* Your objective
Show every line of the records below that contains the string "orange", treating uppercase and lowercase as different.

* Data in this exercise
•••••

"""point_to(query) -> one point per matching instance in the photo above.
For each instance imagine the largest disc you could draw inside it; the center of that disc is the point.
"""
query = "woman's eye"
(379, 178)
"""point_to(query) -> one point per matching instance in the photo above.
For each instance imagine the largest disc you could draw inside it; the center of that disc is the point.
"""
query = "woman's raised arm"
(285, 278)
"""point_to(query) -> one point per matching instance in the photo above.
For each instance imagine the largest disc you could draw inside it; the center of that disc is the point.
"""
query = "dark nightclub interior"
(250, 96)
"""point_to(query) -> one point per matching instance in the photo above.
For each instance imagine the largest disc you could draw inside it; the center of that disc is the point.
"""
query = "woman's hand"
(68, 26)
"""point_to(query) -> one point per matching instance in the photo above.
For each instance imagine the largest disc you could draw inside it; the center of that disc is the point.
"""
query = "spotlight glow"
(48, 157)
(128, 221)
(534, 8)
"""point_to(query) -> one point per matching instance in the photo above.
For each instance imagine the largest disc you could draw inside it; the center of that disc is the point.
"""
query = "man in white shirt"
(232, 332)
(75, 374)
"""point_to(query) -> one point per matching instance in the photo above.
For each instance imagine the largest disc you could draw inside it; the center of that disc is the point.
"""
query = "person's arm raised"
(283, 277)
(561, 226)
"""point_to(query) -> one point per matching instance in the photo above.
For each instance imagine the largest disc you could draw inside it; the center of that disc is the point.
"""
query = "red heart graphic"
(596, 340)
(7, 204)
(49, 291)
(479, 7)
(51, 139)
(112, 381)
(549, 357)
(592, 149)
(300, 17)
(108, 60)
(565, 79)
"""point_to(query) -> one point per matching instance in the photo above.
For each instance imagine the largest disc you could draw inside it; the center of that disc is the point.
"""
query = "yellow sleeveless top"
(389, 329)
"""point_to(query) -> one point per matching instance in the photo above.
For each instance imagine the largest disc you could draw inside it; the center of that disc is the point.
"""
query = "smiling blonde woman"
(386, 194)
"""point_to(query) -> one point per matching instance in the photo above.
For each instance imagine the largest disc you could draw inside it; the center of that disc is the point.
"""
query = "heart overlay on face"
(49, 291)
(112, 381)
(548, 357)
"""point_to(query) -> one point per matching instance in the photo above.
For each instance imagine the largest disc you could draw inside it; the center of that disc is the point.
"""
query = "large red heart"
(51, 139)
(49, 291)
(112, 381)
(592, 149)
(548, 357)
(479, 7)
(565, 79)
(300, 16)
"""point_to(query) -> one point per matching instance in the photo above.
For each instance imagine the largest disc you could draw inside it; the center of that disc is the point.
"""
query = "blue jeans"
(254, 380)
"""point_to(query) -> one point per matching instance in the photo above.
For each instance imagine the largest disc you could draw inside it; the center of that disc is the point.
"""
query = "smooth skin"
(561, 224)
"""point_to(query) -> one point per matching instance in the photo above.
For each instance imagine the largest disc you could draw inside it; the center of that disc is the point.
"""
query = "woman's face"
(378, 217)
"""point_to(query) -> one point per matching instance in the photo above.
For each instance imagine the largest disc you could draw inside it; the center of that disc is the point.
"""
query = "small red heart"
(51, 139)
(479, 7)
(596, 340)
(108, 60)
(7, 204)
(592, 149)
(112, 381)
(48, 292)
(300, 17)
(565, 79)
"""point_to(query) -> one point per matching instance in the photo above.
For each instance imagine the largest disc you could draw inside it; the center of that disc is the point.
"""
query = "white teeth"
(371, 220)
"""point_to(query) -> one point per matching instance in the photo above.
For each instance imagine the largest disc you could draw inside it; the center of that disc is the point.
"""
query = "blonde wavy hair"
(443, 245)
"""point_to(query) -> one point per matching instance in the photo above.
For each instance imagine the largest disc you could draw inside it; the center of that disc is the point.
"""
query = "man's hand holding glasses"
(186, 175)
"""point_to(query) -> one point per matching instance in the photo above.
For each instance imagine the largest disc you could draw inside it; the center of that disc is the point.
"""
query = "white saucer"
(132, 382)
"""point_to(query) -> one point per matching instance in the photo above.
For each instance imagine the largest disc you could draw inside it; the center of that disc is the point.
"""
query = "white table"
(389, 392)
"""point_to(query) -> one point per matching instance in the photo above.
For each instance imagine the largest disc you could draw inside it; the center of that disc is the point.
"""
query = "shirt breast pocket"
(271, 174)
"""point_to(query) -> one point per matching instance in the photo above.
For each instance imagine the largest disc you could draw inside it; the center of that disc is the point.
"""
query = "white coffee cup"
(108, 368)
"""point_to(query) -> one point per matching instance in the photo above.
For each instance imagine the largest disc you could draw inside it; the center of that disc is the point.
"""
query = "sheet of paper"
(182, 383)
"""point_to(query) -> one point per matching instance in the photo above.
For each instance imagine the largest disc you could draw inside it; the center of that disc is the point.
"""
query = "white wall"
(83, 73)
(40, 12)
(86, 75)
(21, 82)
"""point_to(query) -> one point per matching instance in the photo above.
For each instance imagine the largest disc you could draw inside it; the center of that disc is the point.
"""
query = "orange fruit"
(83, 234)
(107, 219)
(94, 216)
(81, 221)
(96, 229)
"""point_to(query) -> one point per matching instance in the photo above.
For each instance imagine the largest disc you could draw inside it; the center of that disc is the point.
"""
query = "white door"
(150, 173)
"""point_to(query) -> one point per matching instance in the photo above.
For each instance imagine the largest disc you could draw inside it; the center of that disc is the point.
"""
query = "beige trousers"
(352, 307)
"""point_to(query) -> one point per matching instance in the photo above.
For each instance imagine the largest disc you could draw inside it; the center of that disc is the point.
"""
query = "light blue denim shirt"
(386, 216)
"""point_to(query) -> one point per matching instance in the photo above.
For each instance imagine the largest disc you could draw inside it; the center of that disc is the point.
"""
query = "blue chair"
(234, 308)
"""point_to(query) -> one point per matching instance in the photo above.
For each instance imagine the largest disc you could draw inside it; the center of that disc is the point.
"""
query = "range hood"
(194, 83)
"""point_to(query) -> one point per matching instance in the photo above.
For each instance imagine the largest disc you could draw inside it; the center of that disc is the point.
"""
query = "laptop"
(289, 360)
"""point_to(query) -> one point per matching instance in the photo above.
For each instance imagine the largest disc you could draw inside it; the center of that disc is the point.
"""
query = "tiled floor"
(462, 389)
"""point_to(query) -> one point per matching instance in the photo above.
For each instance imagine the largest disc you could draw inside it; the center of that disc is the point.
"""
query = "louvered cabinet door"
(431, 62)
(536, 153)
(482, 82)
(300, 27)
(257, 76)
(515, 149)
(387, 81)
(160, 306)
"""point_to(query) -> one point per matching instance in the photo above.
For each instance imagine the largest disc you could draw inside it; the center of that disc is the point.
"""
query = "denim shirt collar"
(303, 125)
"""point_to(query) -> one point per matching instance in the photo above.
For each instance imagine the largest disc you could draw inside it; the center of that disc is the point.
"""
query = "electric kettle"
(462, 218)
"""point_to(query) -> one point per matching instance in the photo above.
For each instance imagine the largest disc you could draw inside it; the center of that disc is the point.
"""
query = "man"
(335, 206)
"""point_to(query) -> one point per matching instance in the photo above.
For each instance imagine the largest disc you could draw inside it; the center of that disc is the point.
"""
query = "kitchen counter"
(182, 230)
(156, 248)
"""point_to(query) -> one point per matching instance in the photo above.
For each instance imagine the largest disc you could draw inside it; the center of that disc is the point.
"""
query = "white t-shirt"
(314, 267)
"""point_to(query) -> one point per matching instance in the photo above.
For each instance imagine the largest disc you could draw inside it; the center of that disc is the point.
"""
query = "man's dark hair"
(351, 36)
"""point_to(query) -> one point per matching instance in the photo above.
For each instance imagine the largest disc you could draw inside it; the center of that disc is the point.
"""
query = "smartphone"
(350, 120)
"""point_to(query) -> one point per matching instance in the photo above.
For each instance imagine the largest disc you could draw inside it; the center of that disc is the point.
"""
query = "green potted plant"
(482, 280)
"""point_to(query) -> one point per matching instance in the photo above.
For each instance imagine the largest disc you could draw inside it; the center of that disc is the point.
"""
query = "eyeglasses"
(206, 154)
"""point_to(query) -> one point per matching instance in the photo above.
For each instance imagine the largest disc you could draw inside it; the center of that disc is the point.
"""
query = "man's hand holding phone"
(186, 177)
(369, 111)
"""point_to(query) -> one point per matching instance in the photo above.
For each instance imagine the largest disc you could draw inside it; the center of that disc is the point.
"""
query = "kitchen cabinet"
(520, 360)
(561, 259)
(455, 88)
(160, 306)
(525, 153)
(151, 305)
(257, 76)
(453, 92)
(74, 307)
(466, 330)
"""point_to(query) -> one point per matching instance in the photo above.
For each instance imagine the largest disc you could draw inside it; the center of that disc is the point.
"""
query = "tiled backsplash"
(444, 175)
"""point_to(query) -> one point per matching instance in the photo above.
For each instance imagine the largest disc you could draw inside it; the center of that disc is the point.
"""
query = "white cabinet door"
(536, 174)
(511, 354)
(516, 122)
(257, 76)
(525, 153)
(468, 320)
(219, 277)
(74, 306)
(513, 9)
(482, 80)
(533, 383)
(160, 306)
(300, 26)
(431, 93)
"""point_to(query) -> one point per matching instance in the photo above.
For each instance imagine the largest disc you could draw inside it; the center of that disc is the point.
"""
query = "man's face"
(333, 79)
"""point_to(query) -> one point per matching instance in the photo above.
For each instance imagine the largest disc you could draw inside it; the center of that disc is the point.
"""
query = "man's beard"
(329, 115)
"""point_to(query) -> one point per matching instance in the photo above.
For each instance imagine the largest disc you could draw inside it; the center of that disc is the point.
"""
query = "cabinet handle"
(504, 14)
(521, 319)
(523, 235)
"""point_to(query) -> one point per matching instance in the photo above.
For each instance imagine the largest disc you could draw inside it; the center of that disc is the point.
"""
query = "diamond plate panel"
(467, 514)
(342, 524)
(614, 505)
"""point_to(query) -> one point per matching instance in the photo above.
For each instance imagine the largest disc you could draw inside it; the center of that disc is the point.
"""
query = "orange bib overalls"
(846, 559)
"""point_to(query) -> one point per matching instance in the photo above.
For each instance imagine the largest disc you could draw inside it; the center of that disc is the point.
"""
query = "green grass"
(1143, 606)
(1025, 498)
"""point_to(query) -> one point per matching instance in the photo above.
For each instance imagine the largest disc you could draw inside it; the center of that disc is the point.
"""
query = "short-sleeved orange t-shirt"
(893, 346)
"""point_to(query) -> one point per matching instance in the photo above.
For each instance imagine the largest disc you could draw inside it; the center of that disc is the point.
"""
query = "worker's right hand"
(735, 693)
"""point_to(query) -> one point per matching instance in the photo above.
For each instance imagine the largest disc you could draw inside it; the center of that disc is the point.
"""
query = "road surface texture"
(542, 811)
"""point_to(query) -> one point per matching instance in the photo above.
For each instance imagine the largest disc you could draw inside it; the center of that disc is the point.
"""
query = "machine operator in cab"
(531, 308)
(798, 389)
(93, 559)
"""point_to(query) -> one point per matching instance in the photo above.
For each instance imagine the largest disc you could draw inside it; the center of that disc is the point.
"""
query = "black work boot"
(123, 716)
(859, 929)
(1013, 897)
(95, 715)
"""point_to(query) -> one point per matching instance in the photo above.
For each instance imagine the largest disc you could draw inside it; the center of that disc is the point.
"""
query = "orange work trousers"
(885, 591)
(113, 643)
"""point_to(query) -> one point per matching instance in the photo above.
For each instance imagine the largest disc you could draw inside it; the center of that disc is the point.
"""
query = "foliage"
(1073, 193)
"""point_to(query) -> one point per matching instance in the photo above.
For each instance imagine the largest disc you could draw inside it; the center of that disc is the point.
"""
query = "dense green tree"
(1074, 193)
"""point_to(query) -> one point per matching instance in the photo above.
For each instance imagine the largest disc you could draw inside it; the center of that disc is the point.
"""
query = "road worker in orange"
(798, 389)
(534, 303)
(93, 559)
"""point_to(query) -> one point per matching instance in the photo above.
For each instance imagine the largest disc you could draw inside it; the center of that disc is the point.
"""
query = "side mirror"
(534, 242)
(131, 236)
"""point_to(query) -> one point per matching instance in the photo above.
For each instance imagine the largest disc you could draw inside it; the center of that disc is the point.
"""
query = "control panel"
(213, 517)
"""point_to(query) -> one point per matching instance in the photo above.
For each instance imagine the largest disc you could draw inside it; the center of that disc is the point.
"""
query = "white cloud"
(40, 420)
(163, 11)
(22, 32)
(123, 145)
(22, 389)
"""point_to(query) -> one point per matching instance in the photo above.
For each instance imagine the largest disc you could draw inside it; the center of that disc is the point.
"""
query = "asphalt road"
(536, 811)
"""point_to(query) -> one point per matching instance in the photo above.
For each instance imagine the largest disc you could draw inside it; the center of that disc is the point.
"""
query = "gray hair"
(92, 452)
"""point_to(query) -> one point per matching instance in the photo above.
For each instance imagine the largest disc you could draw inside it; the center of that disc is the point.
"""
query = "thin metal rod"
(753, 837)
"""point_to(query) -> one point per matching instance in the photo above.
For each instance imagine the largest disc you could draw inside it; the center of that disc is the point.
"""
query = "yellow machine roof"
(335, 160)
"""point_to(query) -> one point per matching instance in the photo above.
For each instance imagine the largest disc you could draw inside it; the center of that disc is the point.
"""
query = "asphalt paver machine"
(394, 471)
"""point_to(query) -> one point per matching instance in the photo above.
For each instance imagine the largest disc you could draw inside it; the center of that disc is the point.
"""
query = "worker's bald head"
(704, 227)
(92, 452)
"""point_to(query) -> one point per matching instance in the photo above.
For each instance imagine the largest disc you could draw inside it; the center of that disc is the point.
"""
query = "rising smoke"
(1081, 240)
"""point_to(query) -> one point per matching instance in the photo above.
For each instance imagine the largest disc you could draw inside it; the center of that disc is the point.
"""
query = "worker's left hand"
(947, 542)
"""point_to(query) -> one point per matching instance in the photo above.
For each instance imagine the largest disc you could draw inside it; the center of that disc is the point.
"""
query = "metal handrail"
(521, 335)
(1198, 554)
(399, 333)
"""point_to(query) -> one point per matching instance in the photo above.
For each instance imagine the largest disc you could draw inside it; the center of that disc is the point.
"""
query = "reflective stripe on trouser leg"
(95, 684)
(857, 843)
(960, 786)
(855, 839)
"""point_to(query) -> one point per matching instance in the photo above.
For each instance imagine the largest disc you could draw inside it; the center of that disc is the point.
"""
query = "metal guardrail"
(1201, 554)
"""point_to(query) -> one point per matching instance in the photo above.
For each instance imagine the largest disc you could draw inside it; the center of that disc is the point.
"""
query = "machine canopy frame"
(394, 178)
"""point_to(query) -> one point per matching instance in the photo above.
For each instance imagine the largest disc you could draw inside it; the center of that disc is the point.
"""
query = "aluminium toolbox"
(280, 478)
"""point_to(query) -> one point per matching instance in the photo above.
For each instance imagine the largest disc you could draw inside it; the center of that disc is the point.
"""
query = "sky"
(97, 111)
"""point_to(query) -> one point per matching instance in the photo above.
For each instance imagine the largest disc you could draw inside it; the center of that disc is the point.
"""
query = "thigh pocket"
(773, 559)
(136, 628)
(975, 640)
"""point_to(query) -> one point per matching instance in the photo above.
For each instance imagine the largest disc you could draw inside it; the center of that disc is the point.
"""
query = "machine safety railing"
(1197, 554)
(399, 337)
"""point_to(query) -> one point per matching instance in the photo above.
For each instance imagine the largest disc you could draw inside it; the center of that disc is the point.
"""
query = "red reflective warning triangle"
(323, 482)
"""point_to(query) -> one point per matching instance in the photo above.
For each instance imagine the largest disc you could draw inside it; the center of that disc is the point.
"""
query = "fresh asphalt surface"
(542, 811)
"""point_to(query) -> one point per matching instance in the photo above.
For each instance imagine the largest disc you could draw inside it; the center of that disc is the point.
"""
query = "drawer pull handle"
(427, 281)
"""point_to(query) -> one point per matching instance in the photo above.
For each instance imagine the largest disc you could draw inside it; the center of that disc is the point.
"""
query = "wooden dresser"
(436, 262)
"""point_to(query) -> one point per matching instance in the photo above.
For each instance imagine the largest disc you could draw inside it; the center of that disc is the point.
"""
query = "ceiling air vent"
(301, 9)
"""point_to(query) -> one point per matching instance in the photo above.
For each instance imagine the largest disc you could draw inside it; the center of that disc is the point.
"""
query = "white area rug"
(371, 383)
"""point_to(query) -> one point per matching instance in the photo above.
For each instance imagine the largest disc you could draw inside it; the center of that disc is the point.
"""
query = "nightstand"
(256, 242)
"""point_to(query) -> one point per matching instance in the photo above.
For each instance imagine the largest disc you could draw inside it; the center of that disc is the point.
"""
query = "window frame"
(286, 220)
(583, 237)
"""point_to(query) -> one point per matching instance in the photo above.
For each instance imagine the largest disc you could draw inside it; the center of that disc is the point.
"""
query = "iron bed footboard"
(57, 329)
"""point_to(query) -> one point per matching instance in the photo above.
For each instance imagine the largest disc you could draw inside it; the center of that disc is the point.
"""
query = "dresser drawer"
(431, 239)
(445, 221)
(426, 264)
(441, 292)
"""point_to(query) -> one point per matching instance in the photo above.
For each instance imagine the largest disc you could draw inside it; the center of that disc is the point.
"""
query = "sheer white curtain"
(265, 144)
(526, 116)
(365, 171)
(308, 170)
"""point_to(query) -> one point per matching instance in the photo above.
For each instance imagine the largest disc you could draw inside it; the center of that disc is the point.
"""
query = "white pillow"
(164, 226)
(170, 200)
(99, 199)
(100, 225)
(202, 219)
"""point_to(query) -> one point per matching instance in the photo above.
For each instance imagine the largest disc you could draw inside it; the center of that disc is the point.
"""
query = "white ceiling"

•••••

* Written answer
query = "orange fruit"
query = "orange bib overalls"
query = "short-sleeved orange t-shirt"
query = "orange work trousers"
query = "road worker in orange"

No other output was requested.